(Beginning of SOURCE EXTRACT)

Areas of Interest
Wildlife ObservationWildlife Observation - Facilities - Waterfowl Surveys - Interesting Sightings - Wildlife Checklist
NEW Have you seen a Sacramento Valley Red Fox? Red foxes in the Sacramento Valley were thought to be non-native until genetic testing in 2005 by UC Davis revealed that these foxes were native and potentially in decline. In 2007, a website was set up for the public to report sightings of Sacramento Valley red foxes. Now, Master's Student Amy Brasch of Victoria University of Wellington is assessing: (1) how effective public input was on locating the foxes and (2) how the website can be improved for future conservation efforts. You are invited to share your opinions regarding red foxes and the fox sighting website in a brief 5-minute survey located on the fox sighting website: http://foxsurvey.ucdavis.edu/
More than 300 species of birds and mammals, both resident and migratory, use the refuges. The marshes support fish, frogs, and invertebrates, which are used by grebes, white pelicans, egrets, herons, and bitterns as a food resource. Shorebirds probe the mud for insects, snails, and worms, while raptors prey on the abundant waterfowl, rodents, and small birds. Woodpeckers, marsh wrens, and finches are a few of the many songbirds which feed and nest in the refuges' cottonwoods, willows, and wetland plants.
Approximately 44 percent of the Pacific Flyway's waterfowl (pdf, 1.3 MB) population winters in the Sacramento Valley. Three million ducks and three-quarters of a million geese migrate here.

(End of SOURCE EXTRACT)

### [REQUIREMENT 1]
According to the wildlife refuge text, what share of the Pacific Flyway's waterfowl population spends the winter in the Sacramento Valley?
### [REQUIREMENT 2]
For each statement, say whether it agrees with the wildlife refuge text. Answer yes or no and quote the words of the text that decide it.
(a) Genetic testing in 2005 showed that Sacramento Valley red foxes are non-native.
(b) Shorebirds probe the mud for insects, snails, and worms.
(c) Fewer than 100 species of birds and mammals use the refuges.
### [REQUIREMENT 3]
Write the next part of the wildlife refuge text, picking up after its final sentence.

(Beginning of THE DATA)

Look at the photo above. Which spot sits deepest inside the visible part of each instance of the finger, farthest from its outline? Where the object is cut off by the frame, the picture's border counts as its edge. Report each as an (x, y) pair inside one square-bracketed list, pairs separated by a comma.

(End of THE DATA)

### [EXERCISE OUTPUT 1]
Approximately 44 percent.

### [EXERCISE OUTPUT 2]
(a) No: "revealed that these foxes were native and potentially in decline"
(b) Yes: "Shorebirds probe the mud for insects, snails, and worms"
(c) No: "More than 300 species of birds and mammals, both resident and migratory, use the refuges"

### [EXERCISE OUTPUT 3]
The western pond turtle, common king snake and western fence lizard can sometimes be seen sunning themselves on logs and rocks by waterways and ponds. Coyotes, black-tailed deer, and jackrabbits inhabit the uplands and the margins of wetlands.
Join a refuge naturalist and participate in bird tours, photo tours, and kids activities. Click here for events.
Seasonal Viewing Opportunities
Fall (Sept.-Nov.): Pintails are the first duck to arrive and signal the beginning of winter migration. White-fronted geese and snow geese follow.
Winter (Dec.-Feb.): Duck and geese numbers peak. Snow and Ross's geese, mallard, wigeon, teal, bufflehead, ruddy duck, northern shoveler and ring-necked ducks enjoy the flooded marsh.
Spring (March-May): As ducks and geese leave for their breeding grounds, shorebirds arrive. Sandpipers, dowitchers, dunlin, avocets, black-necked stilts and others probe the mudflats for food.
Summer (June-Aug.): Herons, egrets, grebes, and some ducks remain to nest. Orioles, swallows, and flycatchers arrive. Resident deer, blackbirds, jackrabbits, otter and muskrat can be observed.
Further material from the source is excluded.